### What you will do
A single number is the answer here: the count of lines in the records below in which the word "block" appears.

### Task input
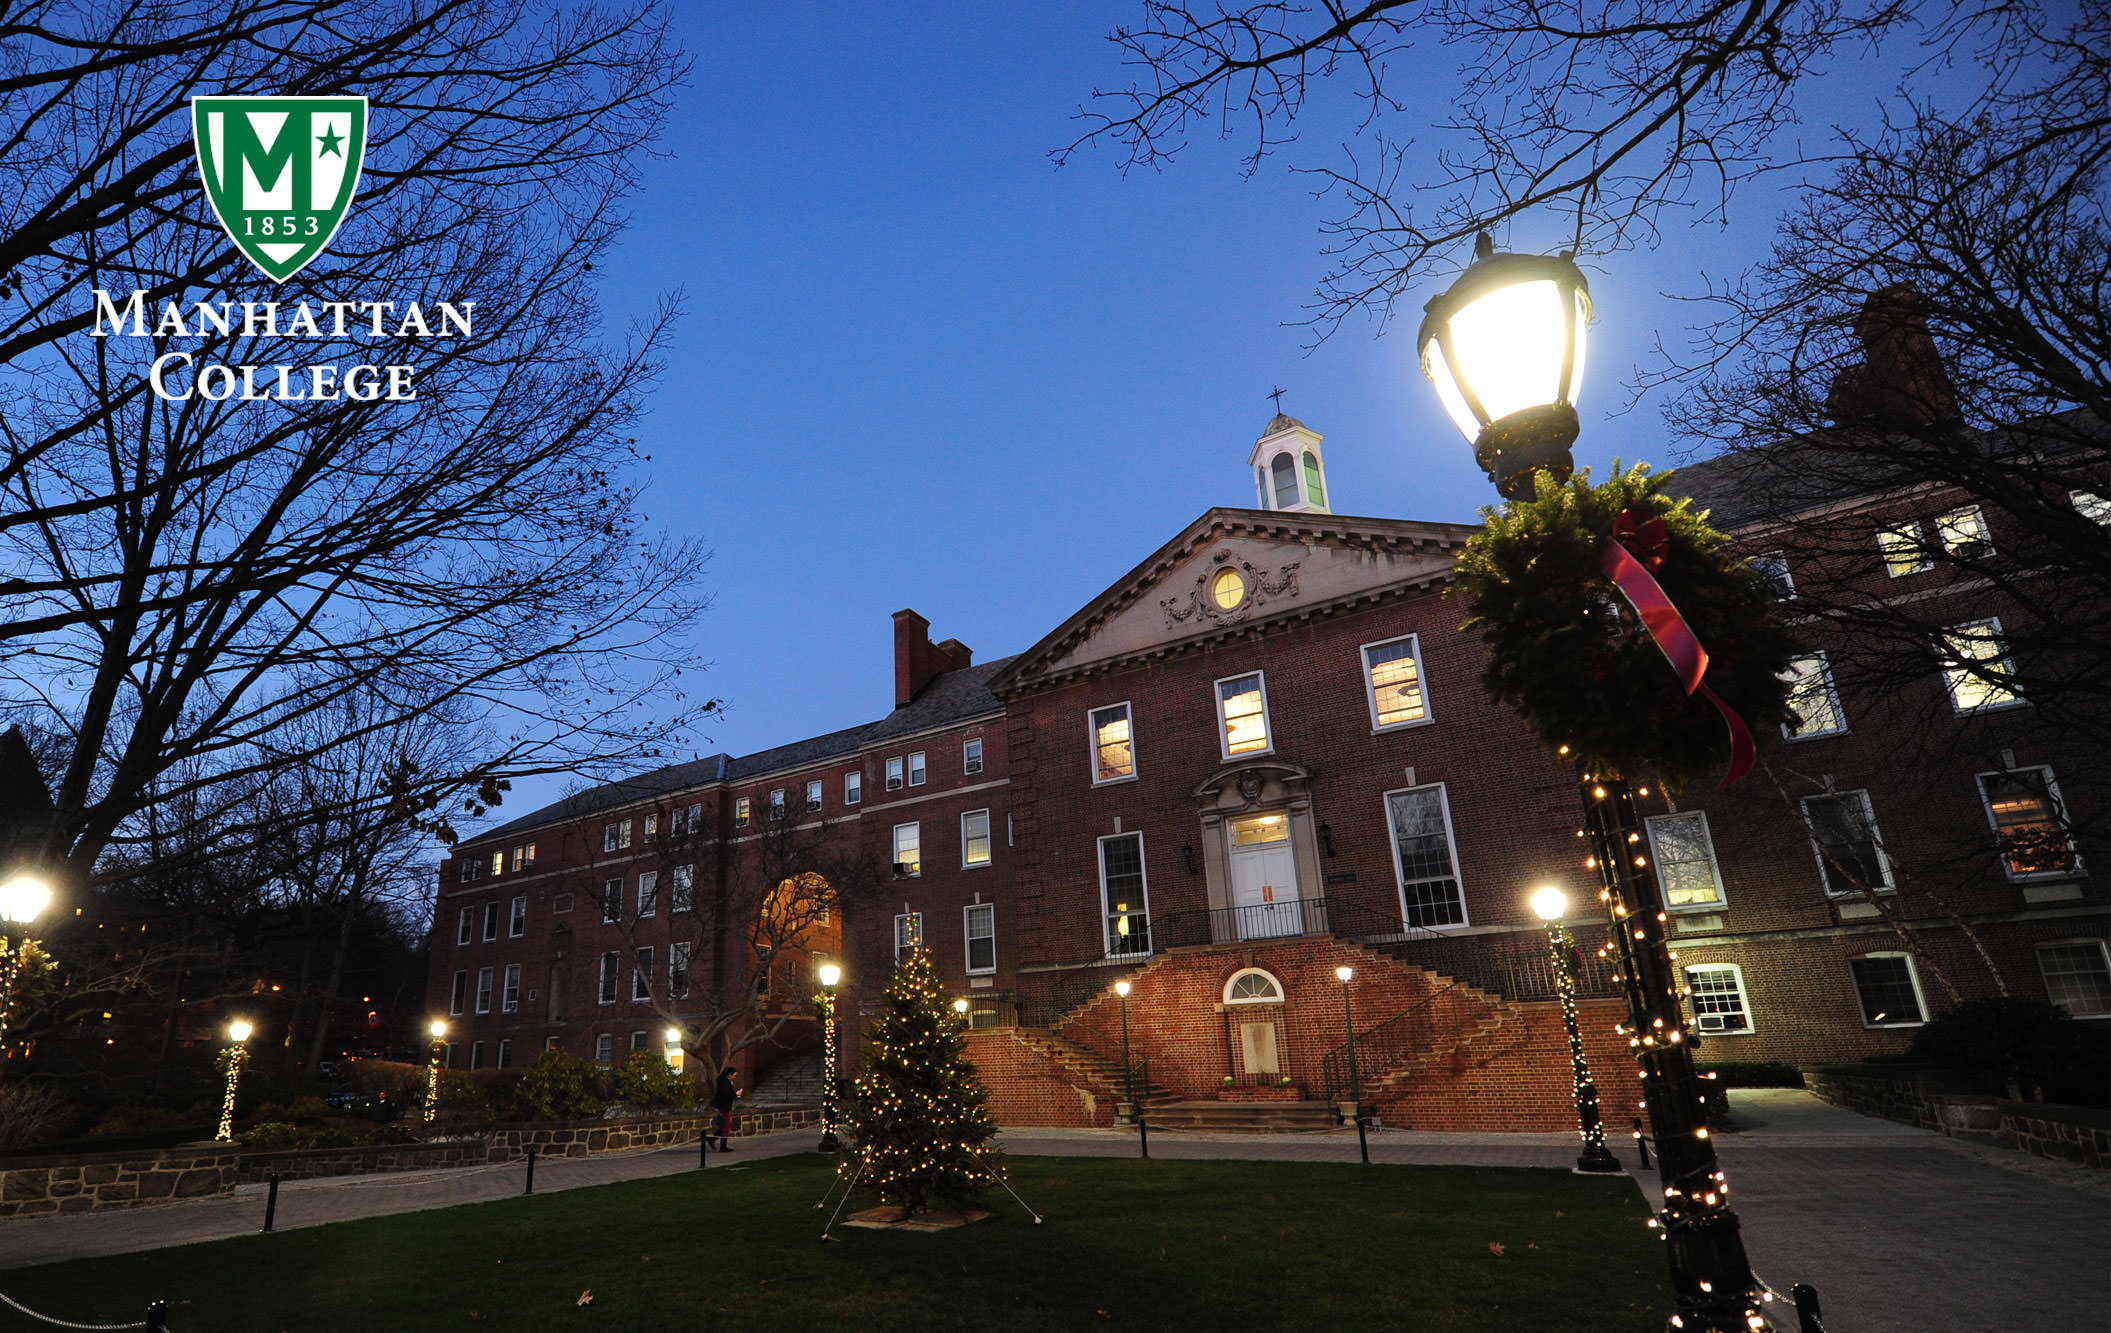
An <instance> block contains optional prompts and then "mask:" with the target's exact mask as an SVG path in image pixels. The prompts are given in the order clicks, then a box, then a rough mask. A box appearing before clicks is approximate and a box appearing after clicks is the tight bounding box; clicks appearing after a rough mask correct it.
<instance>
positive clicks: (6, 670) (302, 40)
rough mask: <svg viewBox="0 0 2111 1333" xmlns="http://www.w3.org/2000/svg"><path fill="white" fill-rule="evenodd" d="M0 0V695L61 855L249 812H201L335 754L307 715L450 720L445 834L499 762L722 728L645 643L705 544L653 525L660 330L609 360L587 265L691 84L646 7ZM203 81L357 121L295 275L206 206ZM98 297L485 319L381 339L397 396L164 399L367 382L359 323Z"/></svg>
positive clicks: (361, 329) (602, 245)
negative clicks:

--

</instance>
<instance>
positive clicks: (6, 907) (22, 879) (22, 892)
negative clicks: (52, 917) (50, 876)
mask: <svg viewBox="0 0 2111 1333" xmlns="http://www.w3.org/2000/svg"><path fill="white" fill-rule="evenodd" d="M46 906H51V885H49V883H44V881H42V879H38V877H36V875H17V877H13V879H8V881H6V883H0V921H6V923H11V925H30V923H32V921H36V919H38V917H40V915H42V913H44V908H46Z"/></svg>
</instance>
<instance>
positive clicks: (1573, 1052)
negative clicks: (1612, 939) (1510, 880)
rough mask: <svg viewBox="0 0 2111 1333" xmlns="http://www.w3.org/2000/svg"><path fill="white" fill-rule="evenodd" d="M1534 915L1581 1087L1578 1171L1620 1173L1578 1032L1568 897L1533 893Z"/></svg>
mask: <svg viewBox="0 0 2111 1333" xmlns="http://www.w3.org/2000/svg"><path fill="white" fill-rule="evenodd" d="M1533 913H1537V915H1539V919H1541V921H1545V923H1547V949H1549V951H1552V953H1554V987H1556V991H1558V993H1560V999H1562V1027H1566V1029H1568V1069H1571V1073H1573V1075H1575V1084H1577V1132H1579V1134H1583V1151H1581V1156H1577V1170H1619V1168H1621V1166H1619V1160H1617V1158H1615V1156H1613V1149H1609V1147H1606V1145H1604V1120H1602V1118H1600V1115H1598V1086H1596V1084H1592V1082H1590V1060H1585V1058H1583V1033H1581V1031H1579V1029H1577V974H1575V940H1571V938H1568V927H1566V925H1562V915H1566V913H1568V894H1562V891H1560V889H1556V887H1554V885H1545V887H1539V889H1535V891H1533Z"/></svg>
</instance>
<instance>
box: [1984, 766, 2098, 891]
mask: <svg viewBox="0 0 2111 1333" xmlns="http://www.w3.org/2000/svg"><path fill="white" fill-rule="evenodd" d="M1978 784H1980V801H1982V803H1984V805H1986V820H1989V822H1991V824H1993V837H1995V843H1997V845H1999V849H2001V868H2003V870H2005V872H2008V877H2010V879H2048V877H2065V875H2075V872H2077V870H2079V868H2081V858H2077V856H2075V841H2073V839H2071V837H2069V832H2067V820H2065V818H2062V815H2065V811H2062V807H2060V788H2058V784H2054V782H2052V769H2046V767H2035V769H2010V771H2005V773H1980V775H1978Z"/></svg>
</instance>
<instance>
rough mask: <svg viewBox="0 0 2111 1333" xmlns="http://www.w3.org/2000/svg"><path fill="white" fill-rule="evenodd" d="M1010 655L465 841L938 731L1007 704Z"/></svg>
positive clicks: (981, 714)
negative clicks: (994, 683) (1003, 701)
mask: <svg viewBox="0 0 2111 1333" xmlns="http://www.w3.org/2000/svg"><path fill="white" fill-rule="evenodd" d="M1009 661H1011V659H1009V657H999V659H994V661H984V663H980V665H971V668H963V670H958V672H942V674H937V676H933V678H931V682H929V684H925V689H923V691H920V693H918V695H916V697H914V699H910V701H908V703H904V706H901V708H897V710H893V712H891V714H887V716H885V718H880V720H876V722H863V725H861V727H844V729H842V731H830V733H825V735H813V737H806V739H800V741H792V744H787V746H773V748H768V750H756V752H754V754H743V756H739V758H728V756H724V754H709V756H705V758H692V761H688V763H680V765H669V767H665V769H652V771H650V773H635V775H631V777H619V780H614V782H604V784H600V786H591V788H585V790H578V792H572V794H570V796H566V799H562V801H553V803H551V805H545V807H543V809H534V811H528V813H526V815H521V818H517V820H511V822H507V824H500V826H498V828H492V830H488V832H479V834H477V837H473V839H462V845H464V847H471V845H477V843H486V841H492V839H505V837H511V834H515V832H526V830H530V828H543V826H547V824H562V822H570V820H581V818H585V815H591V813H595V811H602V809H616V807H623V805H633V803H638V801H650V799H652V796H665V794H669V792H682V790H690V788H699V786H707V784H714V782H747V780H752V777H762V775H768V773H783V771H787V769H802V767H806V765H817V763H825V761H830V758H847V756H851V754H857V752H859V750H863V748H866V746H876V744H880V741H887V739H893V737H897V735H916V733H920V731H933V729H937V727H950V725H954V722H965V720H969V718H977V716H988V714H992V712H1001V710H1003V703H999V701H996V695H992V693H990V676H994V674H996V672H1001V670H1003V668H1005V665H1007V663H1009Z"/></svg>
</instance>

---

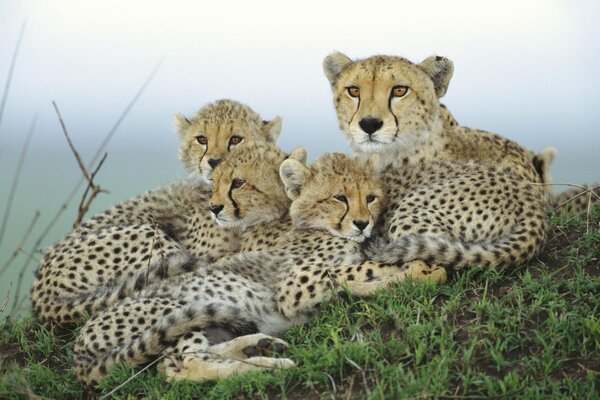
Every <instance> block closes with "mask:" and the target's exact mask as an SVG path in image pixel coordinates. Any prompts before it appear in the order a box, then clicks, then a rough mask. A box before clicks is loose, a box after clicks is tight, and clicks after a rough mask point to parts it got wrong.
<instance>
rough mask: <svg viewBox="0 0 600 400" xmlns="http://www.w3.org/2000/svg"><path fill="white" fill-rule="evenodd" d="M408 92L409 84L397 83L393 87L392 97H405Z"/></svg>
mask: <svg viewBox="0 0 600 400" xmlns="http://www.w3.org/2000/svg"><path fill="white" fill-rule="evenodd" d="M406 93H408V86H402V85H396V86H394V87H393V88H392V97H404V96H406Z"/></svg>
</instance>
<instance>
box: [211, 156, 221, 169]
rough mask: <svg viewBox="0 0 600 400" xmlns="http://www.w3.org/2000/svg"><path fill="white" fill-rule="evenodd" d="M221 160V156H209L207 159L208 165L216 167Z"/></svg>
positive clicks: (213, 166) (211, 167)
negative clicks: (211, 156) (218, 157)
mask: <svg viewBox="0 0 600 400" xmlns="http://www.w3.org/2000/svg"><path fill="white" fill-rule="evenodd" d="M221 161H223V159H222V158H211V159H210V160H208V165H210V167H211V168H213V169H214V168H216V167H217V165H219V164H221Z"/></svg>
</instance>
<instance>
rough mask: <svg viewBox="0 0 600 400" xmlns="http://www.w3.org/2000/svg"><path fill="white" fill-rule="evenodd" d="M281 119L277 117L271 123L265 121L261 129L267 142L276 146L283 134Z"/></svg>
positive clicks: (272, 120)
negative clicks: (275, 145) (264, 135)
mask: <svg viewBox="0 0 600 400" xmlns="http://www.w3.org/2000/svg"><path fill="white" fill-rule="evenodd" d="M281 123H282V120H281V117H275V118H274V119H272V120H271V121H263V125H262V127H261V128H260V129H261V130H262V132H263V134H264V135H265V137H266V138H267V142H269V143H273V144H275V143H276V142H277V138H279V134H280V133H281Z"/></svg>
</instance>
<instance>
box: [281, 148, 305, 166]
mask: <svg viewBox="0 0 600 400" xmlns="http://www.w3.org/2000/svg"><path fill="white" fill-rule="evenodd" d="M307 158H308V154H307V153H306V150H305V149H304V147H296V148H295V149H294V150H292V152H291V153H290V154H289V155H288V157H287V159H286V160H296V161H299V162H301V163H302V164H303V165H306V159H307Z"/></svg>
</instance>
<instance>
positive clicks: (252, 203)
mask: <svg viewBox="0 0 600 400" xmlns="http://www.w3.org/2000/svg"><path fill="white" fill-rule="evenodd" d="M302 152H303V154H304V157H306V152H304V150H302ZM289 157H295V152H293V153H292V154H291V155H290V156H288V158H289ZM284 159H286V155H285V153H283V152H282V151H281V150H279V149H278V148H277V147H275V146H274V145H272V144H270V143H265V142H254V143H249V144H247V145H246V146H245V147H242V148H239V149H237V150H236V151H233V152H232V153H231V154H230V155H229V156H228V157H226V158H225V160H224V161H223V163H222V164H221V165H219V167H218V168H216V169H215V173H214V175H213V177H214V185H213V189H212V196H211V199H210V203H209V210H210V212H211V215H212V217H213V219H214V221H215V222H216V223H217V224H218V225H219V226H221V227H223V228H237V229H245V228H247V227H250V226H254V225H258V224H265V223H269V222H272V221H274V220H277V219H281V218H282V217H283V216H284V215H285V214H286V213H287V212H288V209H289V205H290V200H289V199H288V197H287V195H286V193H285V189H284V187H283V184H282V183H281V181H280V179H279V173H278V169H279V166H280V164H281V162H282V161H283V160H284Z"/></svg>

### Your solution
2